(Goal of the exercise): Print, exactly as given, each line of the data from the line containing "Where can the tall mast" up to and including its last line.

(Supplied records):
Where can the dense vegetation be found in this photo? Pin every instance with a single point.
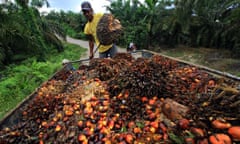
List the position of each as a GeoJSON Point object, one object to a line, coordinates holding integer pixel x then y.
{"type": "Point", "coordinates": [27, 37]}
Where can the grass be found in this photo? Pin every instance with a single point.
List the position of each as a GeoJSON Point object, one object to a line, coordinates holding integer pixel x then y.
{"type": "Point", "coordinates": [21, 80]}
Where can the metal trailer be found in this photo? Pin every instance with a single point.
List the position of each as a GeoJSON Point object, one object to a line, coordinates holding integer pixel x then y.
{"type": "Point", "coordinates": [14, 116]}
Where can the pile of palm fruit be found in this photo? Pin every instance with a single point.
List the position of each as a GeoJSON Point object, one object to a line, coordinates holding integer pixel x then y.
{"type": "Point", "coordinates": [131, 101]}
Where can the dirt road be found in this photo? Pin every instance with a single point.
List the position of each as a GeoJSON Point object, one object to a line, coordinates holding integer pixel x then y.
{"type": "Point", "coordinates": [84, 44]}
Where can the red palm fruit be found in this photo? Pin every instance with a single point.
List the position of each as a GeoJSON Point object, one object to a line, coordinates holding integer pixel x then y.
{"type": "Point", "coordinates": [154, 124]}
{"type": "Point", "coordinates": [129, 138]}
{"type": "Point", "coordinates": [131, 124]}
{"type": "Point", "coordinates": [144, 99]}
{"type": "Point", "coordinates": [189, 140]}
{"type": "Point", "coordinates": [80, 123]}
{"type": "Point", "coordinates": [183, 123]}
{"type": "Point", "coordinates": [58, 128]}
{"type": "Point", "coordinates": [234, 132]}
{"type": "Point", "coordinates": [82, 137]}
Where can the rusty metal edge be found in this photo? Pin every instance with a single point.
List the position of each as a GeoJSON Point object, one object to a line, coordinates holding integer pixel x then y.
{"type": "Point", "coordinates": [24, 102]}
{"type": "Point", "coordinates": [143, 52]}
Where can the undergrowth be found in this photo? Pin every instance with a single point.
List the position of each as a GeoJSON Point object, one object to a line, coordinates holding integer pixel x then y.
{"type": "Point", "coordinates": [19, 81]}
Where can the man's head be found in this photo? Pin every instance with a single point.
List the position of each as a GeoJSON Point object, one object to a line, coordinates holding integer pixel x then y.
{"type": "Point", "coordinates": [87, 10]}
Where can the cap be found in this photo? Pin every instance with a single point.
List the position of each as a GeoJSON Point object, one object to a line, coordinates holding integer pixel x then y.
{"type": "Point", "coordinates": [86, 6]}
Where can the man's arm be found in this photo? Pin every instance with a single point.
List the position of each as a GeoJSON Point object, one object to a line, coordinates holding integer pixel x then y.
{"type": "Point", "coordinates": [91, 46]}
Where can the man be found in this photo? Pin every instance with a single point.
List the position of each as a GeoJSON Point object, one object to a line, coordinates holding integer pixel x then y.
{"type": "Point", "coordinates": [91, 31]}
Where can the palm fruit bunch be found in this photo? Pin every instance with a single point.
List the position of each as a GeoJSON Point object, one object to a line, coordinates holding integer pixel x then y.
{"type": "Point", "coordinates": [108, 29]}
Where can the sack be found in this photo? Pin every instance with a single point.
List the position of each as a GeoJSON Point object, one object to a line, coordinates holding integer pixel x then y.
{"type": "Point", "coordinates": [108, 29]}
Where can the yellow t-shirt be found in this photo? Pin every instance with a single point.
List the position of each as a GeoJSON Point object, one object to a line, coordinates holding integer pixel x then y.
{"type": "Point", "coordinates": [91, 29]}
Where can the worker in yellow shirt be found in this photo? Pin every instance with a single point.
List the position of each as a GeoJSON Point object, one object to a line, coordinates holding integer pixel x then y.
{"type": "Point", "coordinates": [91, 31]}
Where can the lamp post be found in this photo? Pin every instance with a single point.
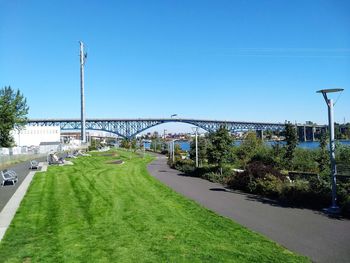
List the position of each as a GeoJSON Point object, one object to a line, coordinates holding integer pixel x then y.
{"type": "Point", "coordinates": [173, 149]}
{"type": "Point", "coordinates": [334, 209]}
{"type": "Point", "coordinates": [195, 129]}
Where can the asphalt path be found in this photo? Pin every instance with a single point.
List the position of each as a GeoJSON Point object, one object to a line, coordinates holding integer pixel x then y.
{"type": "Point", "coordinates": [22, 170]}
{"type": "Point", "coordinates": [307, 232]}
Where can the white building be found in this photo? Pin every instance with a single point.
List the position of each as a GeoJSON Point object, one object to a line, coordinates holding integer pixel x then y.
{"type": "Point", "coordinates": [34, 135]}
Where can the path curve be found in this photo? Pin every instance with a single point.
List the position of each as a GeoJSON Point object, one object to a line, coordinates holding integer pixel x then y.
{"type": "Point", "coordinates": [304, 231]}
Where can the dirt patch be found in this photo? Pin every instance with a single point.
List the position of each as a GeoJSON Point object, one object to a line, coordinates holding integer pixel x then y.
{"type": "Point", "coordinates": [116, 162]}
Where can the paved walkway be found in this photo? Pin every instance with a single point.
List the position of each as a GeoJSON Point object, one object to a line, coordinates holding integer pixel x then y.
{"type": "Point", "coordinates": [12, 195]}
{"type": "Point", "coordinates": [304, 231]}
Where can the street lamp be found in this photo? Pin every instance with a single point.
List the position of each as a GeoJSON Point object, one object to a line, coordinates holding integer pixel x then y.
{"type": "Point", "coordinates": [173, 149]}
{"type": "Point", "coordinates": [334, 208]}
{"type": "Point", "coordinates": [195, 129]}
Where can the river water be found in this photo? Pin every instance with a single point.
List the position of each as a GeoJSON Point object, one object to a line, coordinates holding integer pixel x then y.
{"type": "Point", "coordinates": [185, 145]}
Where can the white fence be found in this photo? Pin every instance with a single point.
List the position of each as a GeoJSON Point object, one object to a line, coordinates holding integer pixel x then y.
{"type": "Point", "coordinates": [14, 155]}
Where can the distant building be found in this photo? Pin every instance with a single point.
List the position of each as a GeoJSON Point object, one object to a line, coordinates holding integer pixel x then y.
{"type": "Point", "coordinates": [34, 135]}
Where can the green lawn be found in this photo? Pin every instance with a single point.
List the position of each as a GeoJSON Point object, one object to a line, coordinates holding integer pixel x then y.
{"type": "Point", "coordinates": [99, 212]}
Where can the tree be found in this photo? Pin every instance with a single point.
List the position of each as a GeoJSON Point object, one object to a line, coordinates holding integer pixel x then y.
{"type": "Point", "coordinates": [219, 151]}
{"type": "Point", "coordinates": [202, 149]}
{"type": "Point", "coordinates": [249, 147]}
{"type": "Point", "coordinates": [13, 112]}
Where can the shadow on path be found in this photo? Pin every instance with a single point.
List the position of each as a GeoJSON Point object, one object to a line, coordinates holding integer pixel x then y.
{"type": "Point", "coordinates": [305, 231]}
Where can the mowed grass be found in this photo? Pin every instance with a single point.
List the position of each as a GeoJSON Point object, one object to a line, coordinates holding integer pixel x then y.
{"type": "Point", "coordinates": [99, 212]}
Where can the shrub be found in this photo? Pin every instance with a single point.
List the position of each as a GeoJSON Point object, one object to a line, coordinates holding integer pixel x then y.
{"type": "Point", "coordinates": [305, 160]}
{"type": "Point", "coordinates": [258, 169]}
{"type": "Point", "coordinates": [296, 193]}
{"type": "Point", "coordinates": [270, 186]}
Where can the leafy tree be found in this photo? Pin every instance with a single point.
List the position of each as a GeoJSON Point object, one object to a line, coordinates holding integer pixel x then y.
{"type": "Point", "coordinates": [219, 151]}
{"type": "Point", "coordinates": [156, 145]}
{"type": "Point", "coordinates": [202, 149]}
{"type": "Point", "coordinates": [248, 148]}
{"type": "Point", "coordinates": [292, 141]}
{"type": "Point", "coordinates": [133, 144]}
{"type": "Point", "coordinates": [13, 112]}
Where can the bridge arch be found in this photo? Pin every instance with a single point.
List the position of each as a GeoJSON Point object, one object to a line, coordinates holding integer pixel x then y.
{"type": "Point", "coordinates": [129, 128]}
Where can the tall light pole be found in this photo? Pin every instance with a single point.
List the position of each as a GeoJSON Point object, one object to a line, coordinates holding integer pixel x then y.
{"type": "Point", "coordinates": [195, 129]}
{"type": "Point", "coordinates": [334, 208]}
{"type": "Point", "coordinates": [82, 96]}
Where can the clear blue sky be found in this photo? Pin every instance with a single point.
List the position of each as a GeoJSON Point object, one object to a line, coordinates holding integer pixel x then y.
{"type": "Point", "coordinates": [233, 60]}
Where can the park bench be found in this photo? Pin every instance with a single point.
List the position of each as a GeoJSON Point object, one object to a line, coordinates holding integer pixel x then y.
{"type": "Point", "coordinates": [34, 164]}
{"type": "Point", "coordinates": [293, 175]}
{"type": "Point", "coordinates": [8, 176]}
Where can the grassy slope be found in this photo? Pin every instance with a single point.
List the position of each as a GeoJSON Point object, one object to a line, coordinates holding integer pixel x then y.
{"type": "Point", "coordinates": [98, 212]}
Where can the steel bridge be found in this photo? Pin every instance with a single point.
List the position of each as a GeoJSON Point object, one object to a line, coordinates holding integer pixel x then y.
{"type": "Point", "coordinates": [129, 128]}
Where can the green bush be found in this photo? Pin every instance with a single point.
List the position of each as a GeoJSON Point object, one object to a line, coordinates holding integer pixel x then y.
{"type": "Point", "coordinates": [305, 160]}
{"type": "Point", "coordinates": [270, 186]}
{"type": "Point", "coordinates": [296, 192]}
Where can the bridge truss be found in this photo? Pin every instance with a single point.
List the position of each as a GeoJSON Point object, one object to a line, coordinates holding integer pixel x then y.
{"type": "Point", "coordinates": [129, 128]}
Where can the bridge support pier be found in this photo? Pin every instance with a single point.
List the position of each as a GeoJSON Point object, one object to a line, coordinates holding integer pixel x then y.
{"type": "Point", "coordinates": [260, 134]}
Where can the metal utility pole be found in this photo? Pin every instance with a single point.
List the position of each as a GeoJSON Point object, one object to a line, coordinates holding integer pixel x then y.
{"type": "Point", "coordinates": [195, 129]}
{"type": "Point", "coordinates": [82, 96]}
{"type": "Point", "coordinates": [334, 208]}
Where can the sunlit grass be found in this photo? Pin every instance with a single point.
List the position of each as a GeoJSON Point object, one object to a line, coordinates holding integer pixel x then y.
{"type": "Point", "coordinates": [99, 212]}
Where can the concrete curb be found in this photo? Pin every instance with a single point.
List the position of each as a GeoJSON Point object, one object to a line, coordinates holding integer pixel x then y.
{"type": "Point", "coordinates": [9, 211]}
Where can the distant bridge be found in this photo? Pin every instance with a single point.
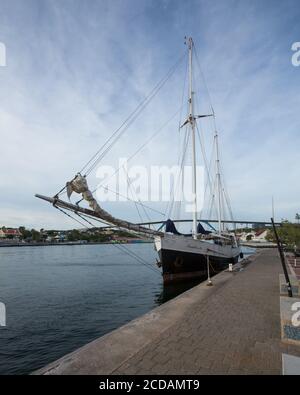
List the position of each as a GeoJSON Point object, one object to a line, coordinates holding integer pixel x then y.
{"type": "Point", "coordinates": [260, 223]}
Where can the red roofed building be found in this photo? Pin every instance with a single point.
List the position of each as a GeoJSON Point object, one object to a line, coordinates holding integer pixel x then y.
{"type": "Point", "coordinates": [10, 233]}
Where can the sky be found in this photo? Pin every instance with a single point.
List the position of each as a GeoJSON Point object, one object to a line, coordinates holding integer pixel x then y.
{"type": "Point", "coordinates": [76, 69]}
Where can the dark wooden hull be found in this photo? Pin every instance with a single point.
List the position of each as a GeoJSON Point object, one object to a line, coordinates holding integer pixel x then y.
{"type": "Point", "coordinates": [180, 266]}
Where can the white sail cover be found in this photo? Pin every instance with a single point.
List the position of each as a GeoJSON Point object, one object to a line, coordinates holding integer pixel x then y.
{"type": "Point", "coordinates": [79, 185]}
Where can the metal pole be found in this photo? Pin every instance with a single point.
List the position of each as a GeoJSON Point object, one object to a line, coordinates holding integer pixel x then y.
{"type": "Point", "coordinates": [280, 249]}
{"type": "Point", "coordinates": [209, 282]}
{"type": "Point", "coordinates": [192, 122]}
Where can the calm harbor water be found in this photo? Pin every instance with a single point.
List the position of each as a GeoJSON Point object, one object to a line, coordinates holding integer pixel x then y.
{"type": "Point", "coordinates": [59, 298]}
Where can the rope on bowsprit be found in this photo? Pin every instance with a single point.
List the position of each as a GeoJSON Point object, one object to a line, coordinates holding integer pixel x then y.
{"type": "Point", "coordinates": [280, 249]}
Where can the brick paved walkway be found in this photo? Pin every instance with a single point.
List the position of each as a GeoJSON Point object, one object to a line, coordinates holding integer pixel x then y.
{"type": "Point", "coordinates": [236, 330]}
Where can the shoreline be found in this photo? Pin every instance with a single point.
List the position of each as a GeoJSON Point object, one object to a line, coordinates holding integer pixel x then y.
{"type": "Point", "coordinates": [70, 243]}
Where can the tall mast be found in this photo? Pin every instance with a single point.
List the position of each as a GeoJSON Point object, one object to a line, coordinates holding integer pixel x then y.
{"type": "Point", "coordinates": [192, 122]}
{"type": "Point", "coordinates": [218, 175]}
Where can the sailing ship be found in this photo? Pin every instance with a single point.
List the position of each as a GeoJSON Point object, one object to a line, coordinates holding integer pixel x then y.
{"type": "Point", "coordinates": [181, 256]}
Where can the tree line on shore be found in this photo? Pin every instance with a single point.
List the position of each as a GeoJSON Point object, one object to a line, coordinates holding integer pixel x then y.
{"type": "Point", "coordinates": [72, 235]}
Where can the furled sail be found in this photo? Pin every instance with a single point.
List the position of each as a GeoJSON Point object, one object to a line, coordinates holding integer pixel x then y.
{"type": "Point", "coordinates": [79, 185]}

(Written response):
Where can the tall mast be found in this photo? Pin every instance with a single point.
List the position of each as a GeoJSON Point object, one object to a line, coordinates holding integer pixel x then y.
{"type": "Point", "coordinates": [192, 122]}
{"type": "Point", "coordinates": [218, 175]}
Where can the sailing ship be found in this photo? Pin every instance with a single point.
List the position of each as a GeoJSON Point object, one object to a line, coordinates holding integer pixel x then y.
{"type": "Point", "coordinates": [181, 256]}
Where can the tree line on shore be found in this photo? Pin every instance with a single point.
List the position of each as a GeoJSON Point object, one object to a line, coordinates holding integer pixel x then y.
{"type": "Point", "coordinates": [72, 235]}
Where can the furled sail be found in this photo? Pin every instance with a single point.
List the position of each as a GeoJSON Point object, one object to a line, coordinates holding integer pixel x then y.
{"type": "Point", "coordinates": [79, 185]}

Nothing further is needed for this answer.